* BEGIN GIVEN PASSAGE *
# mkisofs can't generate valid joliet for utf-8 filenames



## yks (Mar 15, 2010)

I have recently `moved' to UTF-8 locale (from KOI8-R) and now I'm having troubles creating CDs that contain files with multibyte characters in names. I need the CDs to be readable under MS-windows which is usually achieved using Joliet, but when I specify the option "-jcharset=utf-8" or "-J -input-charset utf-8" mkisofs says, "unknown charset". When I used KOI8-R it worked and generated valid joliet names; now there seems to be no way other than rename files.
I read many articles about mkisofs on Linux and this issue doesn't seem to exist there. Is there any way to solve this under FreeBSD?


----------



## graudeejs (Mar 15, 2010)

try UTF-8 instead of utf-8, some apps are smart enough to only check UPPER case


----------



## yks (Mar 15, 2010)

killasmurf86 said:
			
		

> try UTF-8 instead of utf-8, some apps are smart enough to only check UPPER case



Thanks for a quick reply, but... Unfortunately, not this time  I read the mkisofs man and issued [CMD=""]mkisofs -input-charset help[/CMD] but utf-8 is not listed there in either case, nor iso-10646-1, nor any other multibyte charset, yet koi8-r and some other single-byte charsets are listed. As far as I know, cp*** charsets are all single byte. (I don't quote the output here because I don't think it's helpful nor is it anyhow special.)
* END GIVEN PASSAGE *
* BEGIN MATERIAL PROVIDED *
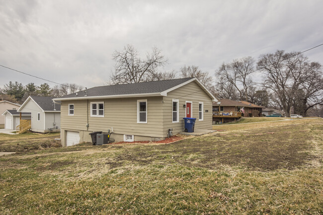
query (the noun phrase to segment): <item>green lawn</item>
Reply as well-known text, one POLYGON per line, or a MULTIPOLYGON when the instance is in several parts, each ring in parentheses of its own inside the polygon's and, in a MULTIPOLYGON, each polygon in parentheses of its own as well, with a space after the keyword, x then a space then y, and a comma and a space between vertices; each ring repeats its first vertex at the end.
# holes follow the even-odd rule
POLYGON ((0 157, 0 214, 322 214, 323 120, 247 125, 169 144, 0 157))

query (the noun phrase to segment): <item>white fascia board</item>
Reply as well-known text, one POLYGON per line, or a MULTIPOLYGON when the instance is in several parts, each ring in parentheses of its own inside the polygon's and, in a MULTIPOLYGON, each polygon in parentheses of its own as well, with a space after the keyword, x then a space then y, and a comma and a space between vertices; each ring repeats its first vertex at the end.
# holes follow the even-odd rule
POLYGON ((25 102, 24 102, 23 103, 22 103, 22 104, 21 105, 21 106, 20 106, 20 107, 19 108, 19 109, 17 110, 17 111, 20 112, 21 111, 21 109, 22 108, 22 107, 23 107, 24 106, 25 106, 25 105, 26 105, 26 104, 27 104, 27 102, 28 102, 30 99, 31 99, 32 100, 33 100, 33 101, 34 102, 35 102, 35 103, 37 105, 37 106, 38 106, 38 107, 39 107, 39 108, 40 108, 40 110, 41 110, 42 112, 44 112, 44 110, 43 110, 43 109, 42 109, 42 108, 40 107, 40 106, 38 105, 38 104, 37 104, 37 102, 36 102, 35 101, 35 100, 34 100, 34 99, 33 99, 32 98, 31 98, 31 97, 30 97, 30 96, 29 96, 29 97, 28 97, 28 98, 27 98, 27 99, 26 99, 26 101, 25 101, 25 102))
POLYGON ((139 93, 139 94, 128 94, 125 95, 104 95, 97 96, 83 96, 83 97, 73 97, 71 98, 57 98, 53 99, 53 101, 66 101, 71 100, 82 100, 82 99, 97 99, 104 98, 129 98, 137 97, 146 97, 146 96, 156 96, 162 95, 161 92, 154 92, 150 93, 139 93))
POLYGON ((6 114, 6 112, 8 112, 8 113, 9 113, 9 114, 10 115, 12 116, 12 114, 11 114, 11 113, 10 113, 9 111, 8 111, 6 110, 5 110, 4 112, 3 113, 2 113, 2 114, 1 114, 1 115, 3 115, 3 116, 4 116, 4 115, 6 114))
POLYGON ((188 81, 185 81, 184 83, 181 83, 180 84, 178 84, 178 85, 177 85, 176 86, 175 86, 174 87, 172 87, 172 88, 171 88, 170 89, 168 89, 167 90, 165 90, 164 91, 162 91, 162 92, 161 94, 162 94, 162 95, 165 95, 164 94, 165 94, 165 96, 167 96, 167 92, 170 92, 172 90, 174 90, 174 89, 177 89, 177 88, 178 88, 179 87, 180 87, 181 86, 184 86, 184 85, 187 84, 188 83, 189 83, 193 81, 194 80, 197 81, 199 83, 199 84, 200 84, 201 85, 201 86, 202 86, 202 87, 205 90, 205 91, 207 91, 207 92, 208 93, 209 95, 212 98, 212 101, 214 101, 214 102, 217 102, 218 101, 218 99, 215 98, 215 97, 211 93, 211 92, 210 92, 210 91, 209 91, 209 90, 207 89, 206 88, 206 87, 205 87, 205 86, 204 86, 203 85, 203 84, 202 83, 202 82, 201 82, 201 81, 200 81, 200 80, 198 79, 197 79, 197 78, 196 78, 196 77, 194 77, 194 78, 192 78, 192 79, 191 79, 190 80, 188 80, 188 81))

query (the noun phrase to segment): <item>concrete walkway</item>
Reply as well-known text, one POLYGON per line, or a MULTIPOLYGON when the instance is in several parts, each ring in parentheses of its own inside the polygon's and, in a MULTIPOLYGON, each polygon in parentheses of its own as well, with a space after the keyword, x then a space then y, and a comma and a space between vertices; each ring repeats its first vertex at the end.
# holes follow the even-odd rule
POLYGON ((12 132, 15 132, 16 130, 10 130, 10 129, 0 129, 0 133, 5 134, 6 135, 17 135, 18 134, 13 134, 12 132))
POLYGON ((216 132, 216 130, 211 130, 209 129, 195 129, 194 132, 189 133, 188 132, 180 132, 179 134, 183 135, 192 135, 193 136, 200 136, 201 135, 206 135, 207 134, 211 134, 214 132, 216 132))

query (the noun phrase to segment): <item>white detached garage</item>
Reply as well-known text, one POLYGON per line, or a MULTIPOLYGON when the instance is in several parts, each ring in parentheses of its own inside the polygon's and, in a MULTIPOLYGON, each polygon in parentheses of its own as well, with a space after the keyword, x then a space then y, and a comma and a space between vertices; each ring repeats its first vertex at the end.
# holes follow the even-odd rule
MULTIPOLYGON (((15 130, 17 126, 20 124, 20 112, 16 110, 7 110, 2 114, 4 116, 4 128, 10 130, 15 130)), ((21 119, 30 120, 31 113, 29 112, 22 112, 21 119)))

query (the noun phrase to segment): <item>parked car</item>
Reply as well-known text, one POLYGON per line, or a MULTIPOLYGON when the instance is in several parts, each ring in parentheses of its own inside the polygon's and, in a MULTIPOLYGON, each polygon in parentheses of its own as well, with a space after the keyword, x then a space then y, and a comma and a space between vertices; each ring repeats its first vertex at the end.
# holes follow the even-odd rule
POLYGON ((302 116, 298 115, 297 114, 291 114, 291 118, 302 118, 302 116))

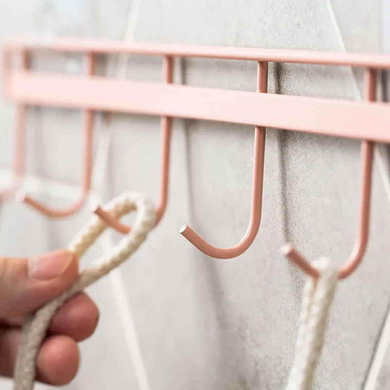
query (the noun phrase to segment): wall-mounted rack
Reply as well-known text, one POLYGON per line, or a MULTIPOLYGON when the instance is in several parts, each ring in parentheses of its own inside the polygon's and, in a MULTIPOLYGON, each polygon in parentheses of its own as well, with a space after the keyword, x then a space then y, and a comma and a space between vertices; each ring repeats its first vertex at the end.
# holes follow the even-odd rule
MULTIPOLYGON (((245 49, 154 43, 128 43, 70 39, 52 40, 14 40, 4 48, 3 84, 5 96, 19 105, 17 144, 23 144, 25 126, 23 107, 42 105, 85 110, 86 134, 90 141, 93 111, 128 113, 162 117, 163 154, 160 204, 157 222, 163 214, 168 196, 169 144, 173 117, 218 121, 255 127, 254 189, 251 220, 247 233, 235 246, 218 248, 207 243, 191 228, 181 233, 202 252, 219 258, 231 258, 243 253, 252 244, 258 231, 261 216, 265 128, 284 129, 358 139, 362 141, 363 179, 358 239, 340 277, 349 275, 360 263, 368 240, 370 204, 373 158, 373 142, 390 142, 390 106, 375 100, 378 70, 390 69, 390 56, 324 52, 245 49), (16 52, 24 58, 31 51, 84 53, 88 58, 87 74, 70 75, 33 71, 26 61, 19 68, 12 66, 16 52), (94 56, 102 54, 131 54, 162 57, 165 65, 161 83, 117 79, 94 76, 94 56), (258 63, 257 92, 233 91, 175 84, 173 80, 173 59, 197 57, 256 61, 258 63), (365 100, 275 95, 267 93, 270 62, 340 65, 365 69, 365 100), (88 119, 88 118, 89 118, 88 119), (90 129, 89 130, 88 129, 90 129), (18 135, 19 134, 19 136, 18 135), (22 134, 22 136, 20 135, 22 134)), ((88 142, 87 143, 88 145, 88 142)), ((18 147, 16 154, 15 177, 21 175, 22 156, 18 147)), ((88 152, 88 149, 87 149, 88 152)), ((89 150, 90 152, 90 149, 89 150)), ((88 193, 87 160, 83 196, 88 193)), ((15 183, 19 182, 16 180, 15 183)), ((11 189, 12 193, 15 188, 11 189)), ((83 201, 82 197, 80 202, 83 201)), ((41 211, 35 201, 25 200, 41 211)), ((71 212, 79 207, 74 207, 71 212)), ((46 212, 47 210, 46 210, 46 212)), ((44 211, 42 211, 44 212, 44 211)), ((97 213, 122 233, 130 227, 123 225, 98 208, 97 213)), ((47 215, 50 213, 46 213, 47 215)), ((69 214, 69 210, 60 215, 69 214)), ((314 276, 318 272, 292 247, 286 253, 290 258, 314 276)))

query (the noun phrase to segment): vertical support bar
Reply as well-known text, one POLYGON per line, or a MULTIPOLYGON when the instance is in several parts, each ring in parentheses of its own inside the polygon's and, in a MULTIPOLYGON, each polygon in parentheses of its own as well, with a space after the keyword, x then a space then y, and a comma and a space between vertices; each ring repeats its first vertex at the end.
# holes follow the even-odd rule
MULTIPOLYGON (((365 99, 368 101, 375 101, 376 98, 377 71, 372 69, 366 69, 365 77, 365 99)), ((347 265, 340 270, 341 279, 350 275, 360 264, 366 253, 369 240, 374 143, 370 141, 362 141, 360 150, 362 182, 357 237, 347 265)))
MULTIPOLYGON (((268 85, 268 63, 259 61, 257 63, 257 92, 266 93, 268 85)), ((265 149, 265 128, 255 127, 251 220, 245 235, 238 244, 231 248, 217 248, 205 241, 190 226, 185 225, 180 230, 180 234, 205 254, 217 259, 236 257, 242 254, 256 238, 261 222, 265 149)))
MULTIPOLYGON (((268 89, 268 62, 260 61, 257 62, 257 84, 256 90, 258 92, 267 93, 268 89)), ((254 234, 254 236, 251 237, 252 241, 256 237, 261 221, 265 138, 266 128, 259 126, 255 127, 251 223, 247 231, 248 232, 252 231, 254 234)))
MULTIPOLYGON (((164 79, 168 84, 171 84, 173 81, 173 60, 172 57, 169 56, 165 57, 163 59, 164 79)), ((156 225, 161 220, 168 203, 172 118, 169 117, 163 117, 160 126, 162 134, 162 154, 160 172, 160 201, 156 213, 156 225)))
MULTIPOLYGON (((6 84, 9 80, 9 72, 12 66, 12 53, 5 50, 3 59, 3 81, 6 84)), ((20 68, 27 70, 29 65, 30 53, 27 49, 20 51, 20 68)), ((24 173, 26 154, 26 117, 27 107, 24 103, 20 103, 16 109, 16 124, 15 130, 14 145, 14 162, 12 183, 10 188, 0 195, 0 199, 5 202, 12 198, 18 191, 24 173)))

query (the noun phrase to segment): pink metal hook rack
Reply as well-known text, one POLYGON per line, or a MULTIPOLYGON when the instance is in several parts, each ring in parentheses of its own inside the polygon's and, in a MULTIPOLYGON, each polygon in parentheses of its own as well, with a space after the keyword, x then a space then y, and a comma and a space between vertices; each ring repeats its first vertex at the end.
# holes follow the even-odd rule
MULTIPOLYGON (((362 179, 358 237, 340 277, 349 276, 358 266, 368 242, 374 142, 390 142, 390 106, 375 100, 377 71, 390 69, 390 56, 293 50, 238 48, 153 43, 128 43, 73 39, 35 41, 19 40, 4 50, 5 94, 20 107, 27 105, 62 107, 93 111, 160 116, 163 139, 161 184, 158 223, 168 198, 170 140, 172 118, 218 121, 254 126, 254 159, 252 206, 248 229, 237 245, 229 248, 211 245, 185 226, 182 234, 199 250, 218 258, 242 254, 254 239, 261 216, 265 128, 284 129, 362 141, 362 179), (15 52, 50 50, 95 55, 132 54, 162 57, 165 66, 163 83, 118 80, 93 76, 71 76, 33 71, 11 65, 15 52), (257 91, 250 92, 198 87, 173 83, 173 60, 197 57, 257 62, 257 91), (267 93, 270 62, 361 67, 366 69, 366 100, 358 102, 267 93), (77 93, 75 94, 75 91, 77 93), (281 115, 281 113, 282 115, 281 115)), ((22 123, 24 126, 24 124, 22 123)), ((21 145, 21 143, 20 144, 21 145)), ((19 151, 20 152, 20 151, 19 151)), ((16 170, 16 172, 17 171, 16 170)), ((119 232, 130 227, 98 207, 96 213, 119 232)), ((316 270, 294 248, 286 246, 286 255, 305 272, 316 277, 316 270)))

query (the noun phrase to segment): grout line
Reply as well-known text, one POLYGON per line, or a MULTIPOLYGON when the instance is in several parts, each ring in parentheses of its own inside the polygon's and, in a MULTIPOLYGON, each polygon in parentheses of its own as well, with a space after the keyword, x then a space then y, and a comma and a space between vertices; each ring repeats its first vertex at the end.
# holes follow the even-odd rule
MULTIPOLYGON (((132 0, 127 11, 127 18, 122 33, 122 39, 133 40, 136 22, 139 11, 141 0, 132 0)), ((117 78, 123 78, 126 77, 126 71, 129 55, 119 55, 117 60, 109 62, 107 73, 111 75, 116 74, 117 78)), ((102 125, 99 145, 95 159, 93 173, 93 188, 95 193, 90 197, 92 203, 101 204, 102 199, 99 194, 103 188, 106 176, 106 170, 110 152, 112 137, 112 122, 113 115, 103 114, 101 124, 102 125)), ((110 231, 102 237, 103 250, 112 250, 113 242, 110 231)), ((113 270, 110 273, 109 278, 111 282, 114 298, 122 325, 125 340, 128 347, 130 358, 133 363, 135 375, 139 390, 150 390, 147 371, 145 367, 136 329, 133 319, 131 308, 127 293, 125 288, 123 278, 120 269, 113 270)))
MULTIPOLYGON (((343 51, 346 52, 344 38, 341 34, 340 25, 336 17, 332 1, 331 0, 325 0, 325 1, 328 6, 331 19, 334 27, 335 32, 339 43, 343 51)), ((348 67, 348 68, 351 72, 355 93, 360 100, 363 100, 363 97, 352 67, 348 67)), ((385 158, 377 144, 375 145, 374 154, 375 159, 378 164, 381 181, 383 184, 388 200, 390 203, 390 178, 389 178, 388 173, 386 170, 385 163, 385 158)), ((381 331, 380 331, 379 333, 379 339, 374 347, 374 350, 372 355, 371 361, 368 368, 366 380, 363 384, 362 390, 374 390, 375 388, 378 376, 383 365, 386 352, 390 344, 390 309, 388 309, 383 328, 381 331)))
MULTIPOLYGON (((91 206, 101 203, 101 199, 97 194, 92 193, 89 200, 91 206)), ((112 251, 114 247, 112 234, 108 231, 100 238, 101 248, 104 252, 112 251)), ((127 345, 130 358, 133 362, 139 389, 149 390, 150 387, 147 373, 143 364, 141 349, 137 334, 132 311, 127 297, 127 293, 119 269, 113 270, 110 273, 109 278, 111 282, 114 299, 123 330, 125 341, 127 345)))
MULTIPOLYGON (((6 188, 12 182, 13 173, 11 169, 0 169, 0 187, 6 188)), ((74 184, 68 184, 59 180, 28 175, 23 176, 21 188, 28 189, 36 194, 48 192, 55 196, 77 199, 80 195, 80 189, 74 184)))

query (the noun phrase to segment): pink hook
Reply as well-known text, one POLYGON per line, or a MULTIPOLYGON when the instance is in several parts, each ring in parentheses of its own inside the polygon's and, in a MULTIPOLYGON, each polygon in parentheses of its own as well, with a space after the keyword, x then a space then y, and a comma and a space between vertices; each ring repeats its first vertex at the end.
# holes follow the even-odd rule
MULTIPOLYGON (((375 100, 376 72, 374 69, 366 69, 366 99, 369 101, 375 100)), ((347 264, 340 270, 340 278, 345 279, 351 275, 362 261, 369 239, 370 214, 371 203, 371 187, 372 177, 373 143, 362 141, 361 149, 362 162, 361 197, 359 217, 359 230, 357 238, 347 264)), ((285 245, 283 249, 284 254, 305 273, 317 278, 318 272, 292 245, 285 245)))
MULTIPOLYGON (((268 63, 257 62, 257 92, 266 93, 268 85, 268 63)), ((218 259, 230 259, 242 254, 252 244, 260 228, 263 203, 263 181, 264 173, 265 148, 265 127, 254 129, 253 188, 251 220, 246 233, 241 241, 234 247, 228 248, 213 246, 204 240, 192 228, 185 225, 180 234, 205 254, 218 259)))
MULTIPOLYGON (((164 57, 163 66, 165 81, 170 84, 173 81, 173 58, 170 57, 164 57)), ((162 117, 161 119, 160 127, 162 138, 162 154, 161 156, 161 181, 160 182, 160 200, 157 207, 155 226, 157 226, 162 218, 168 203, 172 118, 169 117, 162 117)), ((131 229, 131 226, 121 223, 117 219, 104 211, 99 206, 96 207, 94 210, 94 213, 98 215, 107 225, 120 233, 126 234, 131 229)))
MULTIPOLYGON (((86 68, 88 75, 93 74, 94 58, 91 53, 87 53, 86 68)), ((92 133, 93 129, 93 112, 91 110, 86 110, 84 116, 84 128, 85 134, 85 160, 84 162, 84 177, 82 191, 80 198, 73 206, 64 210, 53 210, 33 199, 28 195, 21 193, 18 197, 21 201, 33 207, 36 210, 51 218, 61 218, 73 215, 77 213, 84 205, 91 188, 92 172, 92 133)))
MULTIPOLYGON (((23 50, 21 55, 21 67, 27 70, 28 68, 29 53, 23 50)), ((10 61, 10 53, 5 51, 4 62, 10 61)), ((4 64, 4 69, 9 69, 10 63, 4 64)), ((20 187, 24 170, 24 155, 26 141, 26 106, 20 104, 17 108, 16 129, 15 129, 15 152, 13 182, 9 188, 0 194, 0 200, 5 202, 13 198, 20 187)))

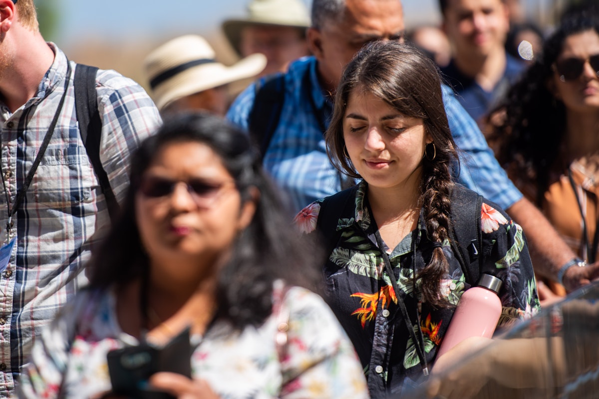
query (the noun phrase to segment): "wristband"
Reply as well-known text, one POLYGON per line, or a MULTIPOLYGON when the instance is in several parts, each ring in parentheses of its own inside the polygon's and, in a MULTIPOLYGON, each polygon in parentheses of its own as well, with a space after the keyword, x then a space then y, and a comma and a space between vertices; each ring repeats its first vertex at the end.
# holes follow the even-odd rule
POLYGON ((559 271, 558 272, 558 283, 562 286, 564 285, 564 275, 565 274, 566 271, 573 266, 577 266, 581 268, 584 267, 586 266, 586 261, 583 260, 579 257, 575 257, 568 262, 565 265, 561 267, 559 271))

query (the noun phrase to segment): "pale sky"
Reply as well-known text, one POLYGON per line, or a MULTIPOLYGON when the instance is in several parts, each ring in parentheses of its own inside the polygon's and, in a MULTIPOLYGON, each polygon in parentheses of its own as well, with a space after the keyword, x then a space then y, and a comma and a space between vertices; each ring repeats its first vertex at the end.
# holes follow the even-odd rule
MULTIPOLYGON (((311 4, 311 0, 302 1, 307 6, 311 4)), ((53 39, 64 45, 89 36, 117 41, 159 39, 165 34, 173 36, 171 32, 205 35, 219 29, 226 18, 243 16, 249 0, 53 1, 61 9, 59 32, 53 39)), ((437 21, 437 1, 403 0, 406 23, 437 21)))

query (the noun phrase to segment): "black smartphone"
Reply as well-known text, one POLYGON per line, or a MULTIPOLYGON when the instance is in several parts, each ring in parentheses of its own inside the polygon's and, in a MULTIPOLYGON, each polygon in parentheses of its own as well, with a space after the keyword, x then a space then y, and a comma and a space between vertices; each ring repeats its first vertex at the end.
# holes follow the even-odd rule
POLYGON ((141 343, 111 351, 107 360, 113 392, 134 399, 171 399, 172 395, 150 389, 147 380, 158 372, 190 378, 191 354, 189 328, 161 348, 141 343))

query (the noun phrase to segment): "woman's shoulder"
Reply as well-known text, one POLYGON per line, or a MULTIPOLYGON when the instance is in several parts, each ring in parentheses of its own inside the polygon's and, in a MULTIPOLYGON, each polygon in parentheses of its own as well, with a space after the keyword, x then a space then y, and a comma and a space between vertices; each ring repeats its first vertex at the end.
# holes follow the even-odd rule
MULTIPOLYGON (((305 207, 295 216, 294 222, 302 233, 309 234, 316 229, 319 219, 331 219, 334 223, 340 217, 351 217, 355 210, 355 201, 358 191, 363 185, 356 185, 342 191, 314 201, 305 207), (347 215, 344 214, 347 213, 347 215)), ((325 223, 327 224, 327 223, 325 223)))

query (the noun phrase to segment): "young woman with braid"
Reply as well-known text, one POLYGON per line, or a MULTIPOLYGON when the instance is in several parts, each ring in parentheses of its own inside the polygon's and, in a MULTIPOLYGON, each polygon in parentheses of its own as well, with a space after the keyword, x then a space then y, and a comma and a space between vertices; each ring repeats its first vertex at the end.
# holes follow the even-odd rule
* END MATERIAL PROVIDED *
* [WHAT YOU NEED TO DO]:
1. In the mkisofs thread, which locale had yks used before switching to UTF-8?
2. Continue the mkisofs thread from its last post onward.
The listing has no connection to the mkisofs thread.

* [ANSWERS PROVIDED]:
1. KOI8-R

2.
----------



## dennylin93 (Mar 15, 2010)

Have you tried sysutils/cdrtools-cjk?

UTF-8 seems to be supported:


> This port applies a third-party patch to the ISO-9660 tools which has
> support for the following character sets (used with the '-input-charset'
> option):
> big5 cp1250 cp1251 cp1255 cp437 cp737 cp775 cp850 cp852 cp855 cp857 cp860
> ...


----------



## yks (Mar 15, 2010)

dennylin93 said:
			
		

> Have you tried sysutils/cdrtools-cjk?
> 
> UTF-8 seems to be supported:



Thank you very much! It works (just tested). 
Who in the world could name the patched port like this to have people guess by these magic letters _cjk_... 

Problem solved.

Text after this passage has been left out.